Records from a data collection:

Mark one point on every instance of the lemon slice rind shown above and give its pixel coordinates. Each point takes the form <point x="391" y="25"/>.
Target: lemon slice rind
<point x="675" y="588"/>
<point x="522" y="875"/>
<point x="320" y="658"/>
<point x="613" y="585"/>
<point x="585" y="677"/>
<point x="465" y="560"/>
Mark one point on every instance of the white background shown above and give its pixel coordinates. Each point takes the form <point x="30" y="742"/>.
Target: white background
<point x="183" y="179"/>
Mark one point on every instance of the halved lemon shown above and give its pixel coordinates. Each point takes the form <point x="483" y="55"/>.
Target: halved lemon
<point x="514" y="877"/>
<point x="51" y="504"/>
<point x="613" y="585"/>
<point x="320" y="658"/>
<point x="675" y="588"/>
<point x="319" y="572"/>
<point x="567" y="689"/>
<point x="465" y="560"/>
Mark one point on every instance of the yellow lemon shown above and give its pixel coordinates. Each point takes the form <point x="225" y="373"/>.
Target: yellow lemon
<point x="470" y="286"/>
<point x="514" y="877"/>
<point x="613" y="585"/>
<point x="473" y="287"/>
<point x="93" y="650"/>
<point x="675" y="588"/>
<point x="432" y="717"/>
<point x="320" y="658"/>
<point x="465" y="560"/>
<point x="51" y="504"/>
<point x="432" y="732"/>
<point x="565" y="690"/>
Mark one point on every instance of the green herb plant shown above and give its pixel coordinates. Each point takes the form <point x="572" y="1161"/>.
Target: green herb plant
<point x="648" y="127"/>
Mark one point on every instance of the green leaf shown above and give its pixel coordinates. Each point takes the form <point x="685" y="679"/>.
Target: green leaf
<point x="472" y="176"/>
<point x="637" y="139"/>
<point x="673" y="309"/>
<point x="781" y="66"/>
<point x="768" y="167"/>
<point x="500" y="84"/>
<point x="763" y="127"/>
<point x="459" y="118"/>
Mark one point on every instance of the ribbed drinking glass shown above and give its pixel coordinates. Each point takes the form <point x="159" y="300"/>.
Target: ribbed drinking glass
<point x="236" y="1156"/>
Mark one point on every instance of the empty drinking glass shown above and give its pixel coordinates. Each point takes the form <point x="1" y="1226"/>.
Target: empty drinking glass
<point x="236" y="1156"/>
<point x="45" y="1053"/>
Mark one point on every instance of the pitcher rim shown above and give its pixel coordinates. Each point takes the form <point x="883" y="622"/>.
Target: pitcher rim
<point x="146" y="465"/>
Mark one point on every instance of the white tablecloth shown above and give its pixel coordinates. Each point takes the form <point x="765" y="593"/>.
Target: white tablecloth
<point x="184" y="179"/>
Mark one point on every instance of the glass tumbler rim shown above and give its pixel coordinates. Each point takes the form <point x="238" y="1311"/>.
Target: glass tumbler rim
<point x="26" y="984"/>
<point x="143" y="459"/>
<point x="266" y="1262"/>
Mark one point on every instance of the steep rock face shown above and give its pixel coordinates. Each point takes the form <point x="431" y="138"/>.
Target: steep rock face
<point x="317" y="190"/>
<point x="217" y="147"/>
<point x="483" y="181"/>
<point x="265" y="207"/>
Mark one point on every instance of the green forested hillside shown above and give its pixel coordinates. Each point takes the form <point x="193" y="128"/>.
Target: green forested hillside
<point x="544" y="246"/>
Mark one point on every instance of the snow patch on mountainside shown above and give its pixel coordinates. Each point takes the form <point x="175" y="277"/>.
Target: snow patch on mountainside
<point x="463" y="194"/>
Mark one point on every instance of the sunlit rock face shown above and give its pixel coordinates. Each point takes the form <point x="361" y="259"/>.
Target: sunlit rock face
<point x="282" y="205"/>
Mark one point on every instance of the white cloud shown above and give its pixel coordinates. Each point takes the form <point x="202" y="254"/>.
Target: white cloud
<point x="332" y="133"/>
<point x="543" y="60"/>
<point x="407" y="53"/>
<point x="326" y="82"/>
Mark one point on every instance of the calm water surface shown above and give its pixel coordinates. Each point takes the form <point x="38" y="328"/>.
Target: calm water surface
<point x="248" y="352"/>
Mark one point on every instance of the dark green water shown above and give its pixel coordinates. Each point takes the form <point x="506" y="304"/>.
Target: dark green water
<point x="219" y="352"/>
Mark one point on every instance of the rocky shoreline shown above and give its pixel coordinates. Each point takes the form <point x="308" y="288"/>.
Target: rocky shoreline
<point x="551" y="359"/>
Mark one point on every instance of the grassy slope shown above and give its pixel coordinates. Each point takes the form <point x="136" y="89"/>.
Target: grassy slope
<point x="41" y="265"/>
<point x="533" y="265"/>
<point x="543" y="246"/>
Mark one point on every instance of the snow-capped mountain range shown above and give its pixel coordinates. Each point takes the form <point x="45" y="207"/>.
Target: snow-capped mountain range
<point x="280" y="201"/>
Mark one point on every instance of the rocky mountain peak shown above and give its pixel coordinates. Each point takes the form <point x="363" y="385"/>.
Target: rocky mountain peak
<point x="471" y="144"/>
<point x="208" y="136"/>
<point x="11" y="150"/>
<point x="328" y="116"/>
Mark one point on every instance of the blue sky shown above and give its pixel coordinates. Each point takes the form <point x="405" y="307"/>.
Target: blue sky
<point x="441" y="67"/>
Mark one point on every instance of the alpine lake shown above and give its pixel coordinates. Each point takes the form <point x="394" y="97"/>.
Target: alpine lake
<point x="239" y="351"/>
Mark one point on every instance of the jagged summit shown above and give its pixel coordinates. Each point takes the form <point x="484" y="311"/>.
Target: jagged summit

SET EXERCISE: Please reproduce every one of the records above word for word, in the same order.

RESPONSE TO THE EXERCISE:
Mark one point on every instance of the lemon slice rind shown above and give its pixel coordinates. Each point takes the form <point x="391" y="25"/>.
Target: lemon slice rind
<point x="675" y="588"/>
<point x="522" y="875"/>
<point x="320" y="658"/>
<point x="613" y="585"/>
<point x="585" y="677"/>
<point x="465" y="560"/>
Mark one point on every instance of the white background shown above and give its pixel coordinates. Each point takes the form <point x="30" y="742"/>.
Target: white background
<point x="183" y="179"/>
Mark one point on every instance of the halved lemon shown above and give its pixel coordinates. Each point takes the form <point x="483" y="55"/>.
Target: halved lemon
<point x="514" y="877"/>
<point x="51" y="504"/>
<point x="613" y="585"/>
<point x="320" y="658"/>
<point x="675" y="588"/>
<point x="319" y="572"/>
<point x="567" y="689"/>
<point x="465" y="560"/>
Mark one point on every instance of the yellow lemon shown above and give its pixel coordinates. Each point takes the form <point x="225" y="373"/>.
Target: yellow lemon
<point x="470" y="286"/>
<point x="514" y="877"/>
<point x="613" y="585"/>
<point x="473" y="287"/>
<point x="93" y="650"/>
<point x="675" y="588"/>
<point x="432" y="717"/>
<point x="320" y="658"/>
<point x="465" y="560"/>
<point x="51" y="504"/>
<point x="432" y="732"/>
<point x="565" y="690"/>
Mark one point on every instance of the green herb plant shown above and give its pixel coordinates. Each point takes the form <point x="572" y="1161"/>.
Target: green herb plant
<point x="648" y="127"/>
Mark one point on every instance of the green leaf shown above and give its pixel coordinates. Each point takes the form <point x="685" y="679"/>.
Target: green leaf
<point x="472" y="176"/>
<point x="637" y="139"/>
<point x="673" y="309"/>
<point x="781" y="66"/>
<point x="768" y="167"/>
<point x="500" y="84"/>
<point x="763" y="127"/>
<point x="459" y="118"/>
Mark one point on every instance of the ribbed drinking glass shown above and give its pixel coordinates. Each point takes the form <point x="159" y="300"/>.
Target: ribbed drinking glass
<point x="236" y="1156"/>
Mark one point on every instance of the empty drinking glass shown above and give its pixel coordinates. Each point takes the form <point x="1" y="1226"/>.
Target: empty drinking glass
<point x="236" y="1156"/>
<point x="45" y="1053"/>
Mark one point on every instance of the pitcher rim shown above and give its pixel coordinates. Each point takes the form <point x="883" y="622"/>.
Target: pitcher rim
<point x="146" y="465"/>
Mark one point on every instance of the white tablecloth shown above and give its pixel coordinates. Each point takes the form <point x="765" y="593"/>.
Target: white tablecloth
<point x="184" y="179"/>
Mark one point on every instance of the glass tumbler rim shown above and give its pixel coordinates. Each point takes the form <point x="238" y="1311"/>.
Target: glass tumbler rim
<point x="26" y="984"/>
<point x="143" y="459"/>
<point x="266" y="1262"/>
Mark one point on every instance of the steep rock face shown above and give its pixel coordinates. Each point takes the form <point x="431" y="138"/>.
Target: steep rock face
<point x="317" y="190"/>
<point x="217" y="147"/>
<point x="483" y="181"/>
<point x="265" y="207"/>
Mark one point on every instance of the green forested hillside shown above and give its pixel coordinates. Each point takes the form <point x="193" y="128"/>.
Target: green forested hillside
<point x="544" y="246"/>
Mark one point on every instance of the snow patch on mountainside shown above and give its pixel coordinates. Each point takes the form <point x="175" y="277"/>.
Target: snow patch on mountainside
<point x="463" y="194"/>
Mark one point on every instance of the sunlit rock face shown above and give its pixel coordinates. Each point takes the form <point x="361" y="259"/>.
Target: sunlit rock face
<point x="282" y="205"/>
Mark one point on every instance of the white cloud shown above and give its pixel coordinates. Each point takes the form <point x="202" y="254"/>.
Target: white cloud
<point x="332" y="133"/>
<point x="543" y="60"/>
<point x="407" y="53"/>
<point x="326" y="82"/>
Mark one point on every instance of the calm water surface shown above and give its pixel coordinates. Each point takes the form <point x="38" y="328"/>.
Target: calm water surface
<point x="248" y="352"/>
Mark one point on every instance of the dark green water shown above and give its pixel coordinates. Each point takes the form <point x="506" y="304"/>.
Target: dark green water
<point x="219" y="352"/>
Mark one point on every instance of the rocky shoreline shown above and give its pixel coordinates. Each point takes the form <point x="308" y="288"/>.
Target: rocky shoreline
<point x="551" y="359"/>
Mark one point on every instance of the grassy slope shown above and give its pixel coordinates. Each point takes the form <point x="136" y="89"/>.
Target: grassy slope
<point x="41" y="265"/>
<point x="533" y="265"/>
<point x="543" y="246"/>
Mark one point on every instance of the snow-capped mountain range shown above and give its pixel coordinates. Each point takes the form <point x="45" y="207"/>.
Target: snow-capped mountain range
<point x="280" y="201"/>
Mark one point on every instance of the rocky mountain peak shown above and give its pixel coordinates. Each point takes the form <point x="363" y="385"/>.
Target: rocky mountain peak
<point x="471" y="144"/>
<point x="208" y="136"/>
<point x="11" y="150"/>
<point x="328" y="116"/>
Mark one point on every instance of the blue sky shown above and give its pixel coordinates. Each point takes the form <point x="405" y="307"/>.
Target: blue sky
<point x="441" y="67"/>
Mark one point on every instance of the alpine lake shown above and give its pixel coordinates. Each point takes the form <point x="394" y="97"/>.
Target: alpine lake
<point x="239" y="351"/>
Mark one point on every instance of the jagged summit shown above and give its pixel coordinates. Each point takes the form <point x="484" y="311"/>.
Target: jagged summit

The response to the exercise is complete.